- _TEXT_:
◆ ◆ ◆ ◆
Rapid blood cancer diagnostic could speed decisions and save lives

Researchers at Dana-Farber Cancer Institute have created a CRISPR-based rapid molecular diagnostic for two forms of leukemia that are driven by mutations that involve gene fusions. The technology accurately detects the presence of these gene fusions in acute promyelocytic leukemia (APL) and chronic myeloid leukemia (CML) in patient samples.

Precision medicines have long been available for these two forms of leukemia, but many care centers are unable to provide timely precision diagnostics for the diseases. This new technology could fill that gap, enabling more patients with these blood cancers to receive lifesaving cancer treatments.

“It doesn’t matter if you have highly effective treatment for a disease if you can’t diagnose that disease,” says senior author and Dana-Farber physician-scientist Coleman Lindsley, MD, Ph.D. “By developing rapid, accurate, point-of-care tests for cancer, we hope to improve outcomes by increasing accessibility and timeliness of diagnostic testing.”

The test results can be read out on a lateral flow strip within two hours and were 100% accurate in tests on patient samples. The study is published in Blood.

Today, precision molecular diagnostics are performed on-site at major cancer institutes like Dana-Farber. Most other care centers need to send blood samples out to centralized labs for molecular testing and can take anywhere from a few days to a week to receive results.
◆ ◆ ◆ ◆
- _MATERIAL PROVIDED_:
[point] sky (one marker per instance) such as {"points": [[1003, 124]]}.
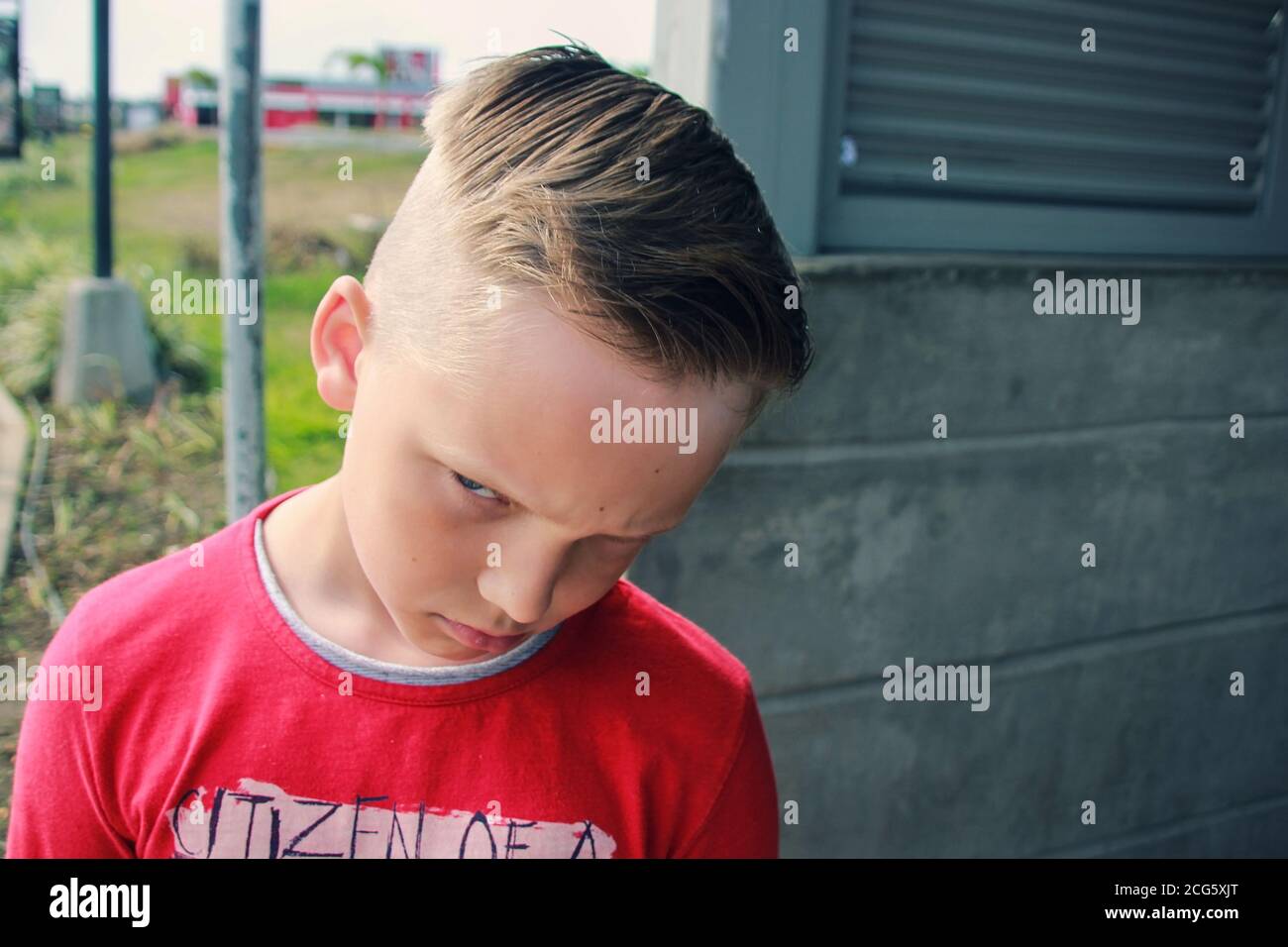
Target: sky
{"points": [[156, 38]]}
◆ ◆ ◆ ◆
Write out, word for word, the passage of the leukemia diagnostic article that begins with the words containing "Researchers at Dana-Farber" and ends with "in patient samples.".

- _EXERCISE ANSWER_:
Researchers at Dana-Farber Cancer Institute have created a CRISPR-based rapid molecular diagnostic for two forms of leukemia that are driven by mutations that involve gene fusions. The technology accurately detects the presence of these gene fusions in acute promyelocytic leukemia (APL) and chronic myeloid leukemia (CML) in patient samples.